Explore the material:
1. In the excerpt about Steve Little, who was the subject of his first professional studio date?
2. Quote the excerpt about Steve Little, starting with "The Ellington band" and going on through "most important records.".
3. List every year that the excerpt about Steve Little mentions.

Steve’s reputation as a session player also developed in this time. “My first professional studio date was for radio comic Henry Morgan. After that, I recorded with Salvador and then Terry Gibbs in 1961. Some of the guy’s in Sal’s band were writing jingles and I got more sessions”. Little came to play vibes for the soundtrack of ‘General Hospital’ as well as an array of television and film scores over the decades. “I can’t recall them all now. One went into the next”.

Live gigs continued too and in 1964 Little accompanied vocalists Eddie Fisher and Anita O’Day, then went on to sub for Louie Bellson behind Pearl Bailey. By ‘66 he was in Charlie Barnet’s band and performed with Lionel Hampton at the Newport Jazz Festival. One night while in the driver’s seat with Barnet, Duke Ellington came into the club and sat in. He contacted the drummer shortly thereafter. “I really didn’t want to join Duke I as I was focused on the studios, but how could anyone turn THIS down? Duke was God. His compositions, and especially Billy Strayhorn’s, were very complex. This was linear music, streams of colors”.

 The Ellington band was working the Rainbow Room, preparing for a tour. The stellar line-up included famed alto saxophonist Johnnie Hodges, among other star musicians. Strayhorn, however, was already very ill and passed away shortly thereafter. His crushing loss led to the celebrated album, “His Mother Called Him Bill”, still deemed one of Ellington’s most important records.

Data excerpts:
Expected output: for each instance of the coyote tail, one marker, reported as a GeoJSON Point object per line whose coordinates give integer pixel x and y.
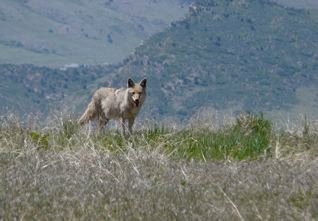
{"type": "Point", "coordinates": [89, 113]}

---

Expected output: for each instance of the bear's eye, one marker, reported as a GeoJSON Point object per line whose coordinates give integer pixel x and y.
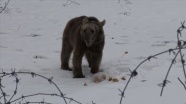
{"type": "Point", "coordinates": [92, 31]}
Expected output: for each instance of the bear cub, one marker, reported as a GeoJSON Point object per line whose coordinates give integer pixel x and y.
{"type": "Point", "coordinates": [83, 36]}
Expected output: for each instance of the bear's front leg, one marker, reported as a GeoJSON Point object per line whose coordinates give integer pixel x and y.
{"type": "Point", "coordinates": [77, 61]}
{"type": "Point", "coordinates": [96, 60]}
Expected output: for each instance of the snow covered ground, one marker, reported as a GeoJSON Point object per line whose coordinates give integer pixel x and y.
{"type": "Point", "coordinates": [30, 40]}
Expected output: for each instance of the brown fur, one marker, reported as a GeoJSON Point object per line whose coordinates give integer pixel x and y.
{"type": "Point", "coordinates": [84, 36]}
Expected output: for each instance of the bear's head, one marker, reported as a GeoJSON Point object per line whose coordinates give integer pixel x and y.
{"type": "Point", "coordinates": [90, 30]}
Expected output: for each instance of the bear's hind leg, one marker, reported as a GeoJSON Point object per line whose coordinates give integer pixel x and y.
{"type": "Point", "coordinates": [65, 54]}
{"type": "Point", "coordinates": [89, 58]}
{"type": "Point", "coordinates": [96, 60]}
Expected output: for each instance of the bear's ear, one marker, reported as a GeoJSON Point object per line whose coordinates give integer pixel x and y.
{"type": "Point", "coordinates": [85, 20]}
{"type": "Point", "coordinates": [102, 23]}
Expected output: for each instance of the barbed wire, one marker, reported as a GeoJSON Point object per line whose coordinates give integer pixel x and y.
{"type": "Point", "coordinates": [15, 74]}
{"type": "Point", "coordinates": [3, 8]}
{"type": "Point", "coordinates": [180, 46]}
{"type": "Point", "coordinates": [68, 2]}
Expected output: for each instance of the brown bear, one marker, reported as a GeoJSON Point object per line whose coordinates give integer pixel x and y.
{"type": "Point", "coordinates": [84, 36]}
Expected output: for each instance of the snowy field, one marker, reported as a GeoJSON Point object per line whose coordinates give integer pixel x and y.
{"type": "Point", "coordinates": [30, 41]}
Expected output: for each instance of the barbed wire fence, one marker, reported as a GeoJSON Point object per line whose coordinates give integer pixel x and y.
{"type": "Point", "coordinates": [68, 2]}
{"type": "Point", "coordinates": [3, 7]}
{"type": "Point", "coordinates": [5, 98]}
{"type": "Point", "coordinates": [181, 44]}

Task results:
1. Radio comic Henry Morgan.

2.
The Ellington band was working the Rainbow Room, preparing for a tour. The stellar line-up included famed alto saxophonist Johnnie Hodges, among other star musicians. Strayhorn, however, was already very ill and passed away shortly thereafter. His crushing loss led to the celebrated album, “His Mother Called Him Bill”, still deemed one of Ellington’s most important records.

3. 1961, 1964, '66